• **TASK DETAILS**:
Count the lines in the records below that contain the string "dress", matching case exactly, and give only that number.

┌──

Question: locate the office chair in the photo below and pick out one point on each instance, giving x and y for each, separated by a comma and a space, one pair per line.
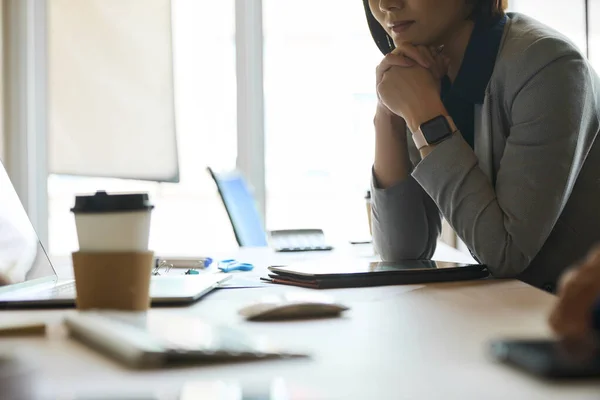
247, 223
241, 208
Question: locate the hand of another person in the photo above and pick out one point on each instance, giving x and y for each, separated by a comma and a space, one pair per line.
412, 91
579, 290
410, 56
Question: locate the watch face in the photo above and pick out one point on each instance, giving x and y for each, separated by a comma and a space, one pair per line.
436, 130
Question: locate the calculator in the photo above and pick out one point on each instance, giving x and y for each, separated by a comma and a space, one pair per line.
290, 240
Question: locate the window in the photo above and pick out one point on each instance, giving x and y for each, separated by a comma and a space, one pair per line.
566, 17
188, 217
319, 105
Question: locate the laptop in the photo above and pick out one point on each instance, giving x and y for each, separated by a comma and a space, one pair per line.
33, 281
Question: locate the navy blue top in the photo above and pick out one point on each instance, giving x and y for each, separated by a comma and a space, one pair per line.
474, 74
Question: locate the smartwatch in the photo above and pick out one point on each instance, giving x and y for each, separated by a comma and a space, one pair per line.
434, 131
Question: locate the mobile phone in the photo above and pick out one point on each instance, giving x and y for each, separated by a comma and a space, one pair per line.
555, 359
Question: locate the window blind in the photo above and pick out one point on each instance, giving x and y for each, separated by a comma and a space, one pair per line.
110, 85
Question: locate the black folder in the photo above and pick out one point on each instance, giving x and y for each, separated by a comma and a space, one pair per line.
324, 274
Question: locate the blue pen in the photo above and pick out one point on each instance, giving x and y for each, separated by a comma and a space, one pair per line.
233, 265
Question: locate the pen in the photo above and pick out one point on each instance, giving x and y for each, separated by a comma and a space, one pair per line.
181, 262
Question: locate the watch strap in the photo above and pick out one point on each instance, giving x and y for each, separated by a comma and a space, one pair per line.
419, 137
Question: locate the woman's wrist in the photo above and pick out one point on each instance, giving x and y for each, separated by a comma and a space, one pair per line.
384, 116
420, 115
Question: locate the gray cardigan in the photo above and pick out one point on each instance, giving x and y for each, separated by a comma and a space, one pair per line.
526, 201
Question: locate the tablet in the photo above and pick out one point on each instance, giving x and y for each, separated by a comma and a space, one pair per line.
324, 269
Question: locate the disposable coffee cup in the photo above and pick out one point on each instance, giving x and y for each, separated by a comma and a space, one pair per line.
113, 266
113, 222
368, 204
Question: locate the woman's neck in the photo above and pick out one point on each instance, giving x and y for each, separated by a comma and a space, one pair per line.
455, 46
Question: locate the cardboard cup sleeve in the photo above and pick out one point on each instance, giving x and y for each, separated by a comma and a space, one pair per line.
113, 280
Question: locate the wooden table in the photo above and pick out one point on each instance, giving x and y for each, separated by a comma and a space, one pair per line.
396, 342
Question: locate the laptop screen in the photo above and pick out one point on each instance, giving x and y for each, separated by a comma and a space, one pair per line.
22, 256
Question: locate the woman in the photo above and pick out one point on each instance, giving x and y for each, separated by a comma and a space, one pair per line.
489, 120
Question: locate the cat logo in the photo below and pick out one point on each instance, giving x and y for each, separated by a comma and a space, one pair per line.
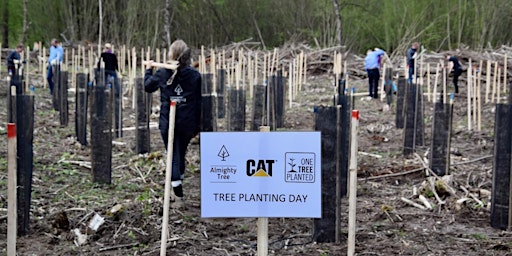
178, 90
259, 168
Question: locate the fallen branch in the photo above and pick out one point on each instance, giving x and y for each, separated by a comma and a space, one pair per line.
472, 161
369, 154
472, 196
115, 247
448, 187
407, 201
394, 174
433, 189
424, 200
85, 164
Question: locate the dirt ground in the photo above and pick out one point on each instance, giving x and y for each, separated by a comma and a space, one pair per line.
64, 198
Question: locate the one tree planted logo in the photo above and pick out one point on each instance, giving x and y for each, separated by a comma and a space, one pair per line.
300, 167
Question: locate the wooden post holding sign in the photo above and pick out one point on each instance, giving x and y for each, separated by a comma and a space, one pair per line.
263, 222
261, 175
101, 125
168, 173
81, 108
143, 109
501, 190
352, 197
11, 188
63, 98
25, 154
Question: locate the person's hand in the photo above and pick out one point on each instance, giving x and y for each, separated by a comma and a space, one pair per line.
174, 65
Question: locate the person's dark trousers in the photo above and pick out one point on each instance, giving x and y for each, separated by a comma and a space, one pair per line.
411, 72
11, 70
179, 150
49, 77
456, 74
373, 80
112, 75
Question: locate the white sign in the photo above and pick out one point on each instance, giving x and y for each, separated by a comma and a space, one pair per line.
261, 174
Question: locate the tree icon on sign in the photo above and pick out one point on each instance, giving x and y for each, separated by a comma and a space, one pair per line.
223, 153
292, 164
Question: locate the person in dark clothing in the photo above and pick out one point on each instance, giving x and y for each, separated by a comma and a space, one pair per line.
111, 68
181, 84
455, 67
54, 60
411, 56
13, 59
372, 66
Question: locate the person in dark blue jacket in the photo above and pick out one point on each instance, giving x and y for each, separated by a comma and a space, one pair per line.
411, 56
372, 66
13, 59
181, 83
455, 67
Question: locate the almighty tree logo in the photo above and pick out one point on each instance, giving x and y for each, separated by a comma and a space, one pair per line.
223, 153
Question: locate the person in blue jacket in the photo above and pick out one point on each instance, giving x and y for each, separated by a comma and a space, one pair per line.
411, 56
372, 66
13, 58
455, 67
182, 84
54, 60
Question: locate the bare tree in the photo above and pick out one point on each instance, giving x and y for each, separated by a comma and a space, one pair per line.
167, 23
101, 26
5, 25
25, 23
338, 21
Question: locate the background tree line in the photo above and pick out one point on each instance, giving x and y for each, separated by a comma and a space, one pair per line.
358, 24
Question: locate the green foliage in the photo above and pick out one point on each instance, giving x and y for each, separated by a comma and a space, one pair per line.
391, 24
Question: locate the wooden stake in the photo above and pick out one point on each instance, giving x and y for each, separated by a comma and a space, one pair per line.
445, 77
498, 86
494, 80
469, 93
428, 82
305, 68
337, 228
134, 70
487, 81
263, 222
479, 98
434, 98
475, 94
27, 74
168, 174
157, 55
505, 74
44, 66
352, 199
12, 217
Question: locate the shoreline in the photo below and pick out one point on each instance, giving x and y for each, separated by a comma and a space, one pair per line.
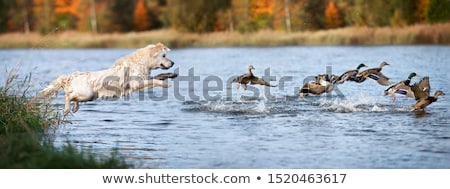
421, 34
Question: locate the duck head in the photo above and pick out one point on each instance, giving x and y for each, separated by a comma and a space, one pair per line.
384, 64
360, 66
414, 74
438, 93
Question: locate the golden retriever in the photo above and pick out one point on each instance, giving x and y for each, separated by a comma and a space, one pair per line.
128, 74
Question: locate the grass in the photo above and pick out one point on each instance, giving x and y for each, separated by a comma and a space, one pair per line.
25, 126
436, 34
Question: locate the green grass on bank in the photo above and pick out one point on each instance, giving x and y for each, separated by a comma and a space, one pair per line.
436, 34
25, 128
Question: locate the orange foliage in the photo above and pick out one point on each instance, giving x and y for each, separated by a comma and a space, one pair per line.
67, 7
262, 7
141, 21
332, 19
421, 7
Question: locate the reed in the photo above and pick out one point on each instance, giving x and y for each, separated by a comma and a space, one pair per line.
435, 34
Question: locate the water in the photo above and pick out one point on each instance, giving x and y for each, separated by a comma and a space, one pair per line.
241, 129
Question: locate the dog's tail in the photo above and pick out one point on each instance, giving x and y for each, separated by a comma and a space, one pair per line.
52, 89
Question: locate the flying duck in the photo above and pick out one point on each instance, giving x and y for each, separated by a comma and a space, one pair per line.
375, 74
250, 78
402, 87
321, 85
350, 74
422, 93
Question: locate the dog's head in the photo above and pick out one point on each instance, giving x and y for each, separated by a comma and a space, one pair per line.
158, 54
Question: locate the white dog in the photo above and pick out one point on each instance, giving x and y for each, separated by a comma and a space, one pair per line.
128, 74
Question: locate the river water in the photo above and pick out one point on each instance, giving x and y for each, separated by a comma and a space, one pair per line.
203, 121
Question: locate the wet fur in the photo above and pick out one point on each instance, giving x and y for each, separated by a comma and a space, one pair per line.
128, 74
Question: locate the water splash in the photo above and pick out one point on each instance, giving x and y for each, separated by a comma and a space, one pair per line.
359, 103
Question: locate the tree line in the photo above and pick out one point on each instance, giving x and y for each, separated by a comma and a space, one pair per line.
202, 16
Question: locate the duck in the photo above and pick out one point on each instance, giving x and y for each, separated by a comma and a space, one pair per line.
375, 74
350, 74
422, 94
250, 78
322, 84
402, 87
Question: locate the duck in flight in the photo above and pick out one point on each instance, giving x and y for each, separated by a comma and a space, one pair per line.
322, 84
250, 78
422, 94
350, 74
402, 87
375, 74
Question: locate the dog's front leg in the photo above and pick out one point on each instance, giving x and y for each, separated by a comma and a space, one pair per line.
66, 104
146, 84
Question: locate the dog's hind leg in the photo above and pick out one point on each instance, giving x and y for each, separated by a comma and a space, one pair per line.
66, 104
76, 106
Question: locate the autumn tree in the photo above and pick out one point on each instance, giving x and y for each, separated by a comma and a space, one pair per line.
332, 19
437, 11
261, 12
66, 13
421, 8
43, 13
140, 17
312, 14
121, 15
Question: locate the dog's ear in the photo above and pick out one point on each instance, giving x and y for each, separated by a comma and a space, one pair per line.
160, 47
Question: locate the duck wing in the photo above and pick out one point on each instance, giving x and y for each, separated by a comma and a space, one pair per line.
313, 87
245, 78
420, 90
424, 85
404, 90
380, 78
347, 76
257, 80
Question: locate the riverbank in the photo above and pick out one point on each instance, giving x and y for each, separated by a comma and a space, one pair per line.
436, 34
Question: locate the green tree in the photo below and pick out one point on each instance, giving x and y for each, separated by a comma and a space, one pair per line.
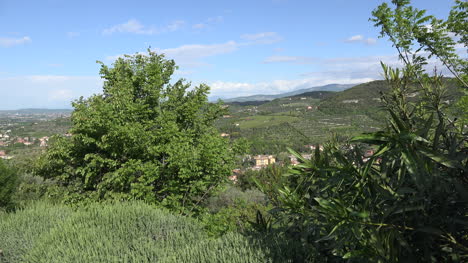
143, 137
8, 184
407, 202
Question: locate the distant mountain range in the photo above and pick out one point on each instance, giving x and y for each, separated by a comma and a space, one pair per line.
36, 111
263, 97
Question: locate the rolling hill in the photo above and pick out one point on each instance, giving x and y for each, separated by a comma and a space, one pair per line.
263, 97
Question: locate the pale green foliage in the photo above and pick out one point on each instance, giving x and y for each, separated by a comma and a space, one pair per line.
143, 138
120, 232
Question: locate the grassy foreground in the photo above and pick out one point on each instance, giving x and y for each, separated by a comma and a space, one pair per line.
120, 232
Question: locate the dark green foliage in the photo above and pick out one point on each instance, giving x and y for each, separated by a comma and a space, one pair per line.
407, 202
8, 184
233, 210
143, 138
121, 232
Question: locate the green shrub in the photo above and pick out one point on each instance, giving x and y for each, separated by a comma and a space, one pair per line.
8, 183
120, 232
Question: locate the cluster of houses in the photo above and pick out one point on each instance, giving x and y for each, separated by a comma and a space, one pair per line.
262, 161
6, 139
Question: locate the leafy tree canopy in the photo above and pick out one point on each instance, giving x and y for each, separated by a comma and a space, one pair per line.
144, 137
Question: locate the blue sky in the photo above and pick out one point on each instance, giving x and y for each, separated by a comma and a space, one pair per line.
48, 48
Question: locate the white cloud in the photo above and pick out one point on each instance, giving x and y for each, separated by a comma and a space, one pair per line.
175, 25
73, 34
192, 55
199, 26
10, 41
208, 23
135, 27
356, 38
60, 95
235, 89
262, 38
46, 91
361, 39
288, 59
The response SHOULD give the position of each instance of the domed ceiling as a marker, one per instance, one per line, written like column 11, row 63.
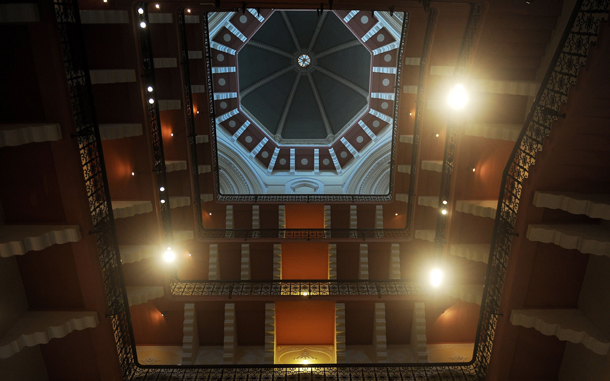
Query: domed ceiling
column 304, row 78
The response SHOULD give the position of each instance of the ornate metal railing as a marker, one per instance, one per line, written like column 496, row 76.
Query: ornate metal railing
column 461, row 68
column 419, row 118
column 303, row 198
column 580, row 35
column 377, row 288
column 96, row 182
column 154, row 121
column 191, row 134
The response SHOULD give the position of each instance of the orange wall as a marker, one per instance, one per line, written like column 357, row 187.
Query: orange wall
column 305, row 216
column 304, row 260
column 307, row 323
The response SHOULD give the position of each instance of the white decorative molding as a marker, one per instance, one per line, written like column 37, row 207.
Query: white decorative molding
column 38, row 327
column 403, row 169
column 256, row 217
column 125, row 209
column 230, row 335
column 120, row 131
column 179, row 201
column 20, row 239
column 202, row 168
column 419, row 340
column 245, row 262
column 169, row 104
column 473, row 252
column 406, row 139
column 588, row 239
column 379, row 334
column 277, row 261
column 567, row 325
column 18, row 134
column 136, row 253
column 103, row 77
column 190, row 338
column 213, row 263
column 340, row 333
column 332, row 261
column 104, row 17
column 140, row 295
column 504, row 131
column 165, row 62
column 363, row 262
column 12, row 12
column 378, row 216
column 183, row 235
column 527, row 88
column 466, row 293
column 269, row 333
column 160, row 18
column 592, row 205
column 432, row 165
column 426, row 235
column 481, row 208
column 395, row 261
column 206, row 197
column 431, row 201
column 229, row 217
column 402, row 197
column 175, row 165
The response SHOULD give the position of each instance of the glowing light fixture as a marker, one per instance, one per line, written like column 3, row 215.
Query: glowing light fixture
column 458, row 97
column 169, row 255
column 436, row 277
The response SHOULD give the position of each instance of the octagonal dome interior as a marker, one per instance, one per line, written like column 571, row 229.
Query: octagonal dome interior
column 305, row 103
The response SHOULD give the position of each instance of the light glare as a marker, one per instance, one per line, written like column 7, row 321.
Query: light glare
column 458, row 97
column 436, row 277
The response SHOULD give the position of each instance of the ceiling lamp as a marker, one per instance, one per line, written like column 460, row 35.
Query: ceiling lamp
column 169, row 255
column 458, row 98
column 436, row 277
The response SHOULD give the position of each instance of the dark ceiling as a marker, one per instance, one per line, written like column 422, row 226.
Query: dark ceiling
column 307, row 103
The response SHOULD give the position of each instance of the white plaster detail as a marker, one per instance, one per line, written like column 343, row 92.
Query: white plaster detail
column 588, row 239
column 566, row 325
column 125, row 209
column 179, row 201
column 214, row 264
column 39, row 327
column 505, row 131
column 136, row 253
column 140, row 295
column 120, row 131
column 472, row 252
column 481, row 208
column 102, row 77
column 432, row 165
column 18, row 134
column 175, row 165
column 104, row 17
column 419, row 340
column 169, row 104
column 20, row 239
column 425, row 235
column 594, row 206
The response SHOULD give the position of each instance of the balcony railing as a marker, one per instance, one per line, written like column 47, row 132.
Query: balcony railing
column 580, row 35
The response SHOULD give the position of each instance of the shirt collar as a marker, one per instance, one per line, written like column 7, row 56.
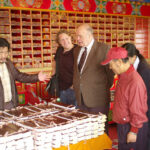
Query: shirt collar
column 90, row 45
column 136, row 63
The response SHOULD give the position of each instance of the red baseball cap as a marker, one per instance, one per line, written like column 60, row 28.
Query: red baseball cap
column 115, row 53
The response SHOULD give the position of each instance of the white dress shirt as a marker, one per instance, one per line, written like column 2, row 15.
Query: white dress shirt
column 88, row 51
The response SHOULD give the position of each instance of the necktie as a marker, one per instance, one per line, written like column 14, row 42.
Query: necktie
column 82, row 59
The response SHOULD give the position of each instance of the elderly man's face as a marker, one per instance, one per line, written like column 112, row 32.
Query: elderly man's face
column 83, row 37
column 65, row 40
column 3, row 54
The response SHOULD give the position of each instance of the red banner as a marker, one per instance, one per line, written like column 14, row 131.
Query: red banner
column 40, row 4
column 119, row 8
column 145, row 10
column 80, row 5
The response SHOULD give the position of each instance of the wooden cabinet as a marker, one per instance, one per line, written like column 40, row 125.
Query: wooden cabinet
column 32, row 33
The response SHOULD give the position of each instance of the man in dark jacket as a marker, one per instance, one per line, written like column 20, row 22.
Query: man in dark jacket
column 92, row 81
column 9, row 74
column 143, row 68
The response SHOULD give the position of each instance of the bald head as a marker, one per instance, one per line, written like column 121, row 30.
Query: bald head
column 84, row 35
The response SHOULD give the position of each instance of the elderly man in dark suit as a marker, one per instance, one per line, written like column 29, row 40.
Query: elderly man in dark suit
column 92, row 81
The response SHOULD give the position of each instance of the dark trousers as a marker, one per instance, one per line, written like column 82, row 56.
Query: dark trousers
column 141, row 142
column 96, row 110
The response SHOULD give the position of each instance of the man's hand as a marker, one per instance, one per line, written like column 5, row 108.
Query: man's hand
column 131, row 137
column 43, row 77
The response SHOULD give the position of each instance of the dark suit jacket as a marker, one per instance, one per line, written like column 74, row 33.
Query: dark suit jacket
column 95, row 81
column 15, row 75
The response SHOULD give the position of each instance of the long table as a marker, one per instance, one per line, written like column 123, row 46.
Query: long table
column 100, row 143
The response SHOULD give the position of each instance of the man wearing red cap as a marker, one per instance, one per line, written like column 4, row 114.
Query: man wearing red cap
column 130, row 102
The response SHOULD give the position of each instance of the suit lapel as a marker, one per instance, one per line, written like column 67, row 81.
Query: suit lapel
column 90, row 56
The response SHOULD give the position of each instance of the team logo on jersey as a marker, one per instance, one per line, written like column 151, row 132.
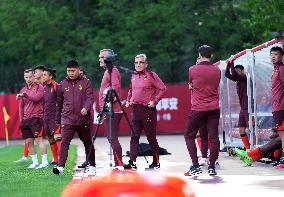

└──

• **COMPLETE OUTPUT**:
2